◆ Problems and tasks
1) Transcribe the stretch of the New Subsurface Signals passage from "Research in the" through "of subsurface signals.".
2) In the New Subsurface Signals passage, which two areas of rapid ongoing development does the pillar seek to leverage?
3) Take the New Subsurface Signals passage further from where it stops.

◆ Extracted text
══════════
The New Subsurface Signals pillar seeks to transform our ability to characterize subsurface systems by developing new approaches to sense the subsurface and analyze multiple datasets, to identify critical system transitions, and to develop process control approaches. Each element will provide tools and methods (i.e., a toolbox) needed for success of other pillars as well as success of the SubTER grand challenge.
Research in the New Subsurface Signals Pillar is associated with four different topics, called elements, including:
- New Sensing Approaches
- Integration of Multi-Scale, Multi-Type Data
- Diagnostic Signatures and Critical Thresholds
- Adaptive Control Processes
New Sensing Approaches: The 10-year goal of this element is to enable adaptive control through identification of diagnostic signatures and critical thresholds by transformative collection and analysis of subsurface signals.
A wide variety of new sensors and techniques are available, but we will focus on approaches that promise to provide essential support for other SubTER pillars and elements. We also seek to leverage areas of rapid ongoing development, such as “big data” and photonics. We view New Sensing Approaches as a key cross-cutting component of the broader SubTER effort, providing the next-generation datasets required for monitoring subsurface processes. The objective is to characterize fracture distribution and behavior in situ as well as associated fluids flow and reactions with host rocks or other fluids. Development of both new sensors and time-lapse monitoring approaches are critical for meeting this objective. Advances in material science and manufacturing, especially nano-manufacturing, offer an exciting opportunity for development of next generation sensors that are cheap, small and high-performance.
A primary challenge in understanding subsurface fracture systems, whether natural or engineered, is understanding the geometry and spatial extent of the systems. This is particularly important away from the borehole where current methods possess poor resolution. Improved imaging of the fracture systems will provide essential information for the other pillars: wellbore, stress, and permeability.
Integration of Multi-Scale, Multi-Type Data: The overall 10-year goal for this effort is to advance integration of multi-scale and multi-type datasets to improve resolution and reduce uncertainty by joint analysis of multiple datasets in support of the broader NSS pillar.
══════════
◆ Information supplied

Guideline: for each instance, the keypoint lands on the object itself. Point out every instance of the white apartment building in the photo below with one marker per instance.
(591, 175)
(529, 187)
══════════
◆ Answers below
1)
Research in the New Subsurface Signals Pillar is associated with four different topics, called elements, including:
- New Sensing Approaches
- Integration of Multi-Scale, Multi-Type Data
- Diagnostic Signatures and Critical Thresholds
- Adaptive Control Processes
New Sensing Approaches: The 10-year goal of this element is to enable adaptive control through identification of diagnostic signatures and critical thresholds by transformative collection and analysis of subsurface signals.

2) "Big data" and photonics.

3)
A key need is the ability to derive robust estimates of subsurface fracture geometry, distribution and properties based on a mix of data types at a wide range of scales. The approach of this element incorporates advances in data mining, joint inversion and analysis. This element can be seen as a necessary step in the definition of diagnostic signatures and then in the control of processes. It is thus closely related to the last two elements of this pillar, but differs in that near-real time capabilities are not essential. The goal here is to improve understanding of the subsurface system at all scales and at all possible stages of operation: preparatory, during production or injection, during fracturing if any and in long-term monitoring. This effort also seeks to advance implementation of emerging data computer science capabilities within the geoscience domain to support efficient, multi-scale, multi-data type analyses for geosystems related needs. Special attention will focus on the control of data quality and to the monitoring infrastructure (confidence in sensor behavior, for example).
Diagnostic Signatures and Critical Thresholds: Fracture development and propagation are highly nonlinear systems that often display dramatic transitions in system behavior. Identifying diagnostic signatures of these critical thresholds would be highly useful in understanding and predicting the behavior of these systems. Examples of critical transitions relevant to sustainable energy production and waste storage include the breaching of carbon sequestration caprock, the connection of hydraulically-induced fractures with an existing fault, wellbore integrity failures, or the influence of abrupt precipitation and dissolution processes on fluid flow. The nonlinear behavior makes purely deterministic modeling difficult, as small variations in pre-existing conditions may greatly affect the evolution of the entire system. Knowledge of integrated diagnostic signatures could pave the way for research focused on identifying precursors leading to critical transformations and the development of new sensor suites optimized for early detection of such thresholds. Using laboratory and field data collected during abrupt transitions in subsurface system behavior, physics-based as well as complexity-based (e.g., graph theory, pattern and fuzzy) approaches could be advanced to identify diagnostic signatures of critical system transitions using multiple datasets.
Adaptive Control Processes: The 10-year goal of this element is to enable autonomous data collection, management, reduction, integration, and visualization, integrated with THMC-G models, parallel computing, and cloud service architecture.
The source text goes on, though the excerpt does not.